** Testo di lettura **
1. Michelangelo, Pietà Rondanini

2. Donatello, Discesa al Limbo, Pulpito nord, San Lorenzo

3. Giovanni Pisano, La Tomba di Margherita di Brabante, Genova

4. Wiligelmo, La creazione di Eva, Modena, Duomo

5. BenedettoAntelami, La Crocifissione del Duomo di Parma

6. Bernini, Apollo e Dafne

7. Cellini, il Duca Cosimo I

8. Jacopo della Quercia, La Tomba di Ilaria del Carretto

9. Alberto Giacometti, L’uomo che cammina (1944)

10. Rodin, Il monumento a Balzac

11. Nicolò Dell’Arca, Il compianto di Santa Maria della Vita

12. Costantin Brancusi, il bacio (1908)

Voci dei dati raccolti
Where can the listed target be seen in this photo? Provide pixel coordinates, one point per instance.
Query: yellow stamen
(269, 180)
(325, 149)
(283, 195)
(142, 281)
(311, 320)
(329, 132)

** Esercizi da svolgere **
1/ Trascrivi dall'elenco di sculture il passo che comincia con "7. Cellini, il" e prosegue fino a "il bacio (1908)".
2/ Quale opera di Bernini compare nell'elenco di sculture?
3/ Riprendi l'elenco di sculture dal punto in cui si interrompe.

** Risposte scritte **
1/
7. Cellini, il Duca Cosimo I

8. Jacopo della Quercia, La Tomba di Ilaria del Carretto

9. Alberto Giacometti, L’uomo che cammina (1944)

10. Rodin, Il monumento a Balzac

11. Nicolò Dell’Arca, Il compianto di Santa Maria della Vita

12. Costantin Brancusi, il bacio (1908)

2/ Apollo e Dafne.

3/
13. Tilman Riemeschneider, l’altare di Rothenburg

14. Lorenzo Ghiberti, la predella di bramo nella porta del Paradiso

15. Gaudenzio Ferrari, la statua di Cristo che sale la scala santa, cappella 32 Sacro Monte di Varallo

Riflessioni a classifica stilata. Primo, le idee non sono così chiare come in quella dei quadri. C’è un filo conduttore, ma mi scopro più condizionato da valori “non sindacabili”. Secondo, la scultura è, per quattro secoli, un’arte radicalmente italiana, un’arte radicalmente italiana. Che fatica lasciar fuori tanti immensi “minori”: Mochi, Laurana, Civitali, Luca Della Robbia, Desdierio da Settignano, Bambaia, Giovanni Antonio del Maino.  Terzo, il Novecento entra a fatica perché i confini della scultura si fanno molto fluidi. E forse proprio in quel terreno sintatticamente inquieto è più grande, Giacometti a parte: Jannis Kounellis e Richard Serra ho la sensazione potrebbero tenere il confronto meglio di Henri Moore. Pochi dubbi sul primo posto della Pietà Rondanini, vertice e sintesi assoluta di ciò che l’uomo può intuire del proprio destino.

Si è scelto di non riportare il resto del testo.